Provided text:
Who Cares? a bftf blog entry
- buildingforthefutu3
- 5 days ago
- 2 min read
It’s 3:17am. While most of the world sleeps, so does no one in this house. A mother sits awake—again—watching over her daughter with complex learning disabilities who, for reasons doctors still don’t fully understand, does not sleep through the night. She hasn’t for years.
This mum will be up in a few hours to get ready for work. Not because she wants to, but because she has to. The household bills don’t wait, and neither does the rent. Years ago, she stepped away from a promising career—too many missed meetings, emergency hospital runs, and sleepless nights had made it unsustainable. She took an admin job instead. Something ‘manageable’. Something with less pressure. Something she could hold down while managing everything else.
But even that’s a stretch. She spends every bit of energy not just caring, but training others to care when she’s at work. Most can’t cope. Staff turnover is high. Replacements are scarce. She starts again, again and again. There’s no time left to study or grow herself—no time to upskill, retrain, or even think.
This is the reality for thousands of unpaid carers across the UK, the majority of them women. They aren’t choosing between work and care—they’re being forced to compromise on both. Careers stall. Pensions shrink. Workplace promotions disappear. Exhaustion takes over. Meanwhile, the care system creaks, and carers fall through the gaps.
This Carers’ Week, we’re talking about equality—but for carers like this mum, equality is still out of reach. Equality means being able to work without being punished for needing flexibility. It means not having to choose between financial stability and your child’s basic needs. It means recognising unpaid care as real work—skilled, relentless, and essential.
So, who cares? Carers do. They care at 3am, at school drop-off, in meetings they can’t attend, and in jobs they’re just barely holding onto. And until society steps up to care for them, we’re failing not just individuals, but whole families.
This Carers’ Week, let’s stop asking them to do more. Let’s ask what we can do for them—to give them back time, dignity, and the opportunity to thrive, not just survive.

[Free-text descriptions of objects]

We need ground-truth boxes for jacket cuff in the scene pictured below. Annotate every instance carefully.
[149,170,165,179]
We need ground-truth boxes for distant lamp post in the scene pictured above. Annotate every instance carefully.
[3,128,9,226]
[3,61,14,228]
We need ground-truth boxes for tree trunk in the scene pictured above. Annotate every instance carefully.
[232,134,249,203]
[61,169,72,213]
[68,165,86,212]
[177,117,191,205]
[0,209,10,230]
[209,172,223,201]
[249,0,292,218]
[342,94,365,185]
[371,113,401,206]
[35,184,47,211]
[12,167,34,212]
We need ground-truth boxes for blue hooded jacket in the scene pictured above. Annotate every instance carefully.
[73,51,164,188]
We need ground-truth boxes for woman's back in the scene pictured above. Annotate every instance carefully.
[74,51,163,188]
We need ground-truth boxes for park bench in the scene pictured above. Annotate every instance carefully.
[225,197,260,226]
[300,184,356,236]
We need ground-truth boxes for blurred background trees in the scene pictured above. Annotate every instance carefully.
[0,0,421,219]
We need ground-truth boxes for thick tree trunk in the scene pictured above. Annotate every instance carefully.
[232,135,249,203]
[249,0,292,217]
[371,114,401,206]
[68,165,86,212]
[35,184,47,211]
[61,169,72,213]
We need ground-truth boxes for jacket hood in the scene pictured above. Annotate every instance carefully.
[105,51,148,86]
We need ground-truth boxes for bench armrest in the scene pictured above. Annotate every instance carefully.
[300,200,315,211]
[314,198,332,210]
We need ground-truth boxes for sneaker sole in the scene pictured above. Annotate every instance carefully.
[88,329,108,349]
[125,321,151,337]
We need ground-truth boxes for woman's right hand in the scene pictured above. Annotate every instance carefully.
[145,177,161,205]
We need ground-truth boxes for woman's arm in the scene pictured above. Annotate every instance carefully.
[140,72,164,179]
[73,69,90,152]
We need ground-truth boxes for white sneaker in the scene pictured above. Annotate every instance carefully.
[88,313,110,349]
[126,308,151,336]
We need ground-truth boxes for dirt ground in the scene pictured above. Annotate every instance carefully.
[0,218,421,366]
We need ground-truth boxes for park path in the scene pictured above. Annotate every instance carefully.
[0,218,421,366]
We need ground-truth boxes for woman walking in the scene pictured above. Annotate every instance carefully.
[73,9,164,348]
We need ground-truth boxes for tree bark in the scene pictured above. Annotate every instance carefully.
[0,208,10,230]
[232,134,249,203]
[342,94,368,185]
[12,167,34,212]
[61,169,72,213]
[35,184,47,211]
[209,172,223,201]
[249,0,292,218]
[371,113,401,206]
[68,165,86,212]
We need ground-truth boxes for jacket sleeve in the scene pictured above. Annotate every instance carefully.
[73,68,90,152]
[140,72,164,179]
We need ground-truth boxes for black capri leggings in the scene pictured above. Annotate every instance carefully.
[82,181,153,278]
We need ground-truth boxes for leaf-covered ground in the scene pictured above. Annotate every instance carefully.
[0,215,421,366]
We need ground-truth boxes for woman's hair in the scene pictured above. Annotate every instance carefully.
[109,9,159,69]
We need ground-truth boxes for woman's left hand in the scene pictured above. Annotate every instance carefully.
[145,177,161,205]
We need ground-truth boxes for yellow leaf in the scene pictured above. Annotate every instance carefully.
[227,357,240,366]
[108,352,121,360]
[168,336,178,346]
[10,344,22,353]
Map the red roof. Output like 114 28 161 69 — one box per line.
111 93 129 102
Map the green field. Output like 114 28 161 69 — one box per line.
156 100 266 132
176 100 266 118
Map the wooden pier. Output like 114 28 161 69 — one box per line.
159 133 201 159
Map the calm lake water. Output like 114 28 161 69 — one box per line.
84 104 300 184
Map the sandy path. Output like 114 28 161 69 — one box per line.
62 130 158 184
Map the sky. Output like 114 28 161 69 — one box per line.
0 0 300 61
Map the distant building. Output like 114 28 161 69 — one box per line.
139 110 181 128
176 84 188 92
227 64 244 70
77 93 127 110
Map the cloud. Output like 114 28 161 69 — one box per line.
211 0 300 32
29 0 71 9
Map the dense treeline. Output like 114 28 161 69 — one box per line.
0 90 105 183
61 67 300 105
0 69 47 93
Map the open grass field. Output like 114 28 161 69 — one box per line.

Problem description:
Please answer these questions using the "Who Cares?" blog entry.
1. What time is given at the opening of the entry?
2. What kind of job did the mother take after stepping away from her career?
3. Who makes up the majority of unpaid carers across the UK?

The answer:
1. 3:17am
2. An admin job
3. Women